EXTRACTED TEXT ->
■ ■ ■ ■ ■
The scary thing is, ChatGPT isn’t right all the time – but it acts so confidently to convince you it’s right… until you push back, and it still never admits to being wrong.
So, back to triathlon – how do you know when it’s right and how do you know when to push back?
That’s not all. Training plans aren't really the hard part of coaching. Almost anyone can find a solid generic Ironman plan online – and there are some really good plans out there written by really good coaches. What actually determines whether you show up to the start line fit, healthy, and confident is everything that happens around the plan, and that's exactly where ChatGPT has no idea what it's doing.
It doesn't know that you skipped your long run because your calf has been nagging you for two weeks. It doesn't know your FTP test from three months ago was inflated because you were fresh off a taper. It can't look at your file and notice your HRV has been trending down for five days before you even feel tired. It won't adjust Thursday's intervals because it can see from your file that yesterday's bike session left you more cooked than usual. A plan built in a single prompt is static. Your training, your fatigue, your life, none of that is static.
There's also the accountability piece. A big part of what separates athletes who finish strong from athletes who fade in week 14 is having someone who notices when you go quiet, who asks why you skipped three sessions, who pushes back when you want to add an extra hard day out of anxiety two weeks before race day. ChatGPT will happily generate whatever you ask it for. It won't tell you that you're overtraining unless you already know enough to ask the right question. And if you're new to this sport, you usually don't know what you don't know.
■ ■ ■ ■ ■
SUPPLIED INFORMATION ->
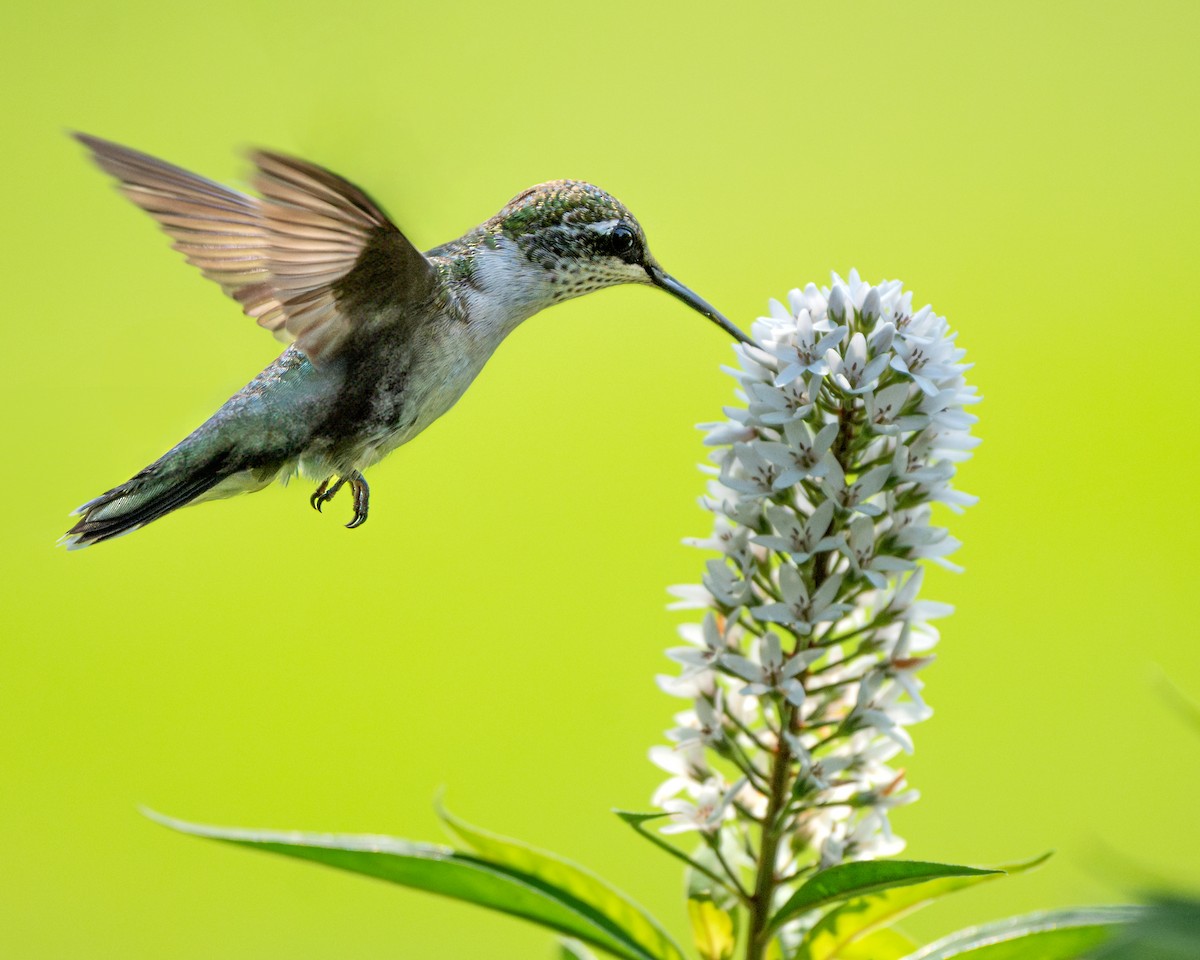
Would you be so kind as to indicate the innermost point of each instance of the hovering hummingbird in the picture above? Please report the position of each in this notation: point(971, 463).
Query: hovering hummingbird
point(383, 339)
■ ■ ■ ■ ■
EXERCISE DIRECTIONS ->
Please continue the piece on ChatGPT and triathlon coaching, picking up right after its final sentence.

RESPONSE AREA ->
The other issue is context collapse. Training load isn't just about this week's plan, it's about the twelve weeks before it, your race history, your injury history, how you respond to heat, whether you're someone who needs more recovery after long rides or after hard runs. A human coach builds a mental model of you over months. ChatGPT starts from zero every time you open a new chat, unless you're manually feeding it your entire history, which most people aren't doing and honestly shouldn't have to. Need to feed it large amounts of information? You’re going to need a subscription and tokens. That cost adds up, and you might as well have just bought a decent plan or started with a coach.
So, what's it actually good for
We're not going to pretend AI has no place in this sport. Use it to understand concepts. Use it to get a rough sense of what a build might look like before you commit to a coach. Use it to double check your understanding of a term your coach used. Treat it like a well read training partner who has read every article on the internet but has never actually raced with you and doesn't know your body.
What we wouldn't do is hand it the keys to your race season. Ironman training carries real physical risk if it's mismanaged, and the stakes of getting it wrong aren't hypothetical. Overtraining, injury, and burnout are the actual reasons athletes DNS, far more often than under-training is.
The real answer
ChatGPT can be a decent research assistant. It is not a coach. Coaching is a relationship built on watching how you actually respond to training over time and adjusting in real time, not a document generated once and followed blindly for six months. If your goal is just to have a plan to look at, AI can give you that. If your goal is to actually get to the start line of an Ironman in the best shape of your life, you need something that can watch, listen, and adapt with you every single week, and that still requires a human on the other end. A human is going to understand you on an emotional level; they know what you’re going through because they’ve been there themselves. ChatGPT cannot feel any of that.